*Written exercise 1*
Reproduce the part of the forum post from "We took the" to "with the youngest." word for word.
*Written exercise 2*
Check each statement against the forum post and answer yes or no, quoting the words that decide it: (a) DH's full-time wage was £34k before tax. (b) Housing Benefit comes to £209 a week. (c) All four children are at school.
*Written exercise 3*
Go on with the forum post about working part time on benefits, picking up after its final sentence.

*Passage to read*
** Begin **

Share your dilemmas and get honest opinions from other Mumsnetters.

£35k tax free for working 20 hours a week....

775 replies

BitchyWitchy · 22/10/2010 23:42

In response to the 'Benefits' thread, I thought I would post this...

We took the decision to reduce DHs hours a few months back as we realised we are better off with him working part time than full time and this is what we get WEEKLY (4 DCs):

Wages (20 hours per week) £209
Housing Benefit £188 (leaving £7 for us to pay)
Council tax benefit £19 (leaving £3 for us to pay
Tax Credits £196
Working tax credits £13
Child benefit £60.50

Thats over £35K tax free! DH's fulltime wage was £34k before tax.

Also get free prescriptions and dental care, discounted kids activities and leisure centre membership. DH is home 5 days a week and I am loving having him around to help out with the DCs and doing stuff with them which he could not do when he worked 50 hours a week! 3 DC are at school so we get quality time with the youngest.

We are also doing free OU degree courses so we can get better paid jobs in a few years.

Wish to bloody god we did this earlier when we were BOTH stressed out working fulltime and brought in LESS that what we get now after childcare.

** End **

[Coordinate labeling data]
** Begin **

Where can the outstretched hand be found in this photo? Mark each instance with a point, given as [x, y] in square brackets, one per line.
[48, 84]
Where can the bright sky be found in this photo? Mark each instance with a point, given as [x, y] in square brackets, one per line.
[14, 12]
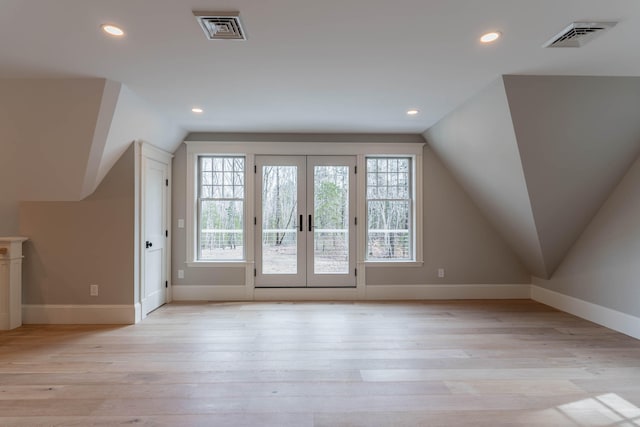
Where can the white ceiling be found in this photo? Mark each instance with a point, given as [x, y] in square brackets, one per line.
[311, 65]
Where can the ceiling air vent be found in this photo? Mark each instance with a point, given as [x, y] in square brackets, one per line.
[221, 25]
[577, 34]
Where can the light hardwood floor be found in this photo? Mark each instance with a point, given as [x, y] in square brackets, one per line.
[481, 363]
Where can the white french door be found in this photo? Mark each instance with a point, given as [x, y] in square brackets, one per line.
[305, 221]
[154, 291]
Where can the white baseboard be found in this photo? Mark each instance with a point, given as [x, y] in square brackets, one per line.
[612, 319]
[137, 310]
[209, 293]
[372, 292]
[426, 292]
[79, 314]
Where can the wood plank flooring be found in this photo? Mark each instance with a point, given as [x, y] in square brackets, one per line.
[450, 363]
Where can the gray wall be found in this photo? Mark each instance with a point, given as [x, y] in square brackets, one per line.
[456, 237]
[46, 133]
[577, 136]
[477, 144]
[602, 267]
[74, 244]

** End **

*Exercise response 1*
We took the decision to reduce DHs hours a few months back as we realised we are better off with him working part time than full time and this is what we get WEEKLY (4 DCs):

Wages (20 hours per week) £209
Housing Benefit £188 (leaving £7 for us to pay)
Council tax benefit £19 (leaving £3 for us to pay
Tax Credits £196
Working tax credits £13
Child benefit £60.50

Thats over £35K tax free! DH's fulltime wage was £34k before tax.

Also get free prescriptions and dental care, discounted kids activities and leisure centre membership. DH is home 5 days a week and I am loving having him around to help out with the DCs and doing stuff with them which he could not do when he worked 50 hours a week! 3 DC are at school so we get quality time with the youngest.

*Exercise response 2*
(a) Yes: "DH's fulltime wage was £34k before tax."
(b) No: "Housing Benefit £188 (leaving £7 for us to pay)"
(c) No: "3 DC are at school so we get quality time with the youngest."

*Exercise response 3*
We shall enjoy this until 2013 I can tell you! I don't give a monkey's what anyone thinks of us. DH is still working after all and who would really continue working fulltime knowing they get all this? It may not be right but while it's on offer, should we refuse it?

OP posts:
TandB · 23/10/2010 11:09

'kungfupannda, feck off. I am not taking anything out of your pocket. You must be mightly dumb to think that.'

[Enjoys a rare pedantic snigger over "mightly" dumb]

Oh the irony.......

MaMoTTaT · 23/10/2010 11:11

wonderstuff - they are NOT capping the benefits for people that are getting Working Tax Credits (ie the working poor).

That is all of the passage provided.